**Required action**
The reply should hold every line of the listing exactly, and none of its images.

——

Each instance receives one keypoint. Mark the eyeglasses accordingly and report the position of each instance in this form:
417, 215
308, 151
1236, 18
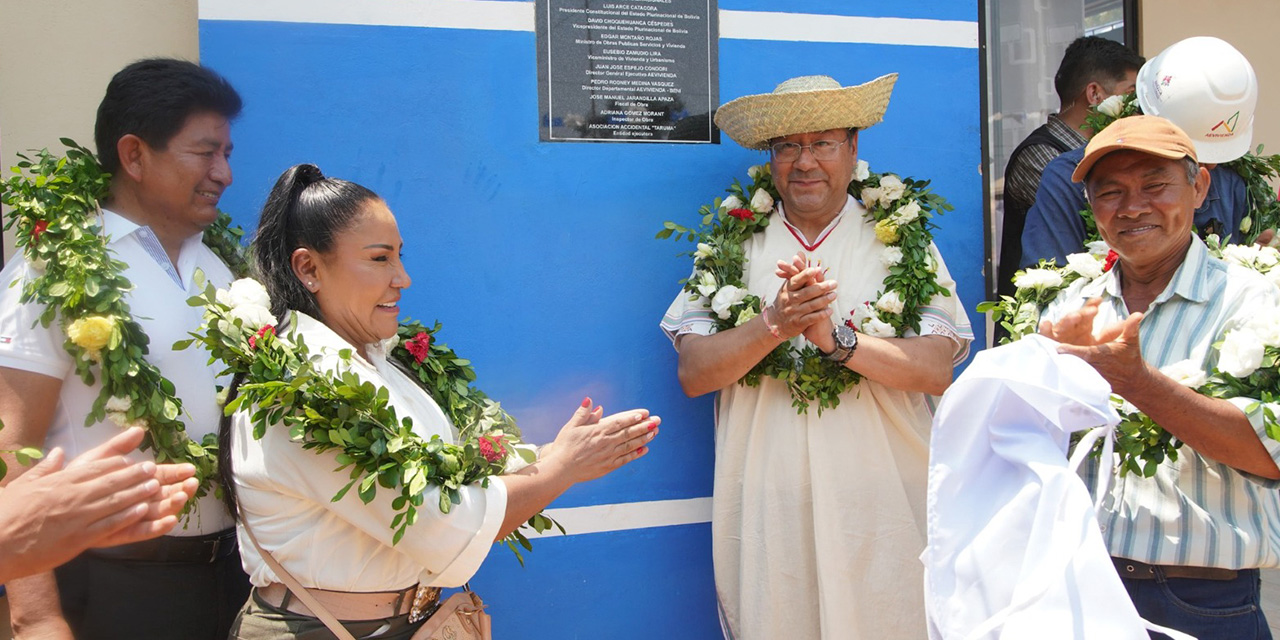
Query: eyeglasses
821, 150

——

**Solution**
Each instance receives one keypoint. Mark the eyeglasses accordingly and report the position of each instance in this form:
417, 215
308, 151
1236, 18
Query: eyeglasses
821, 150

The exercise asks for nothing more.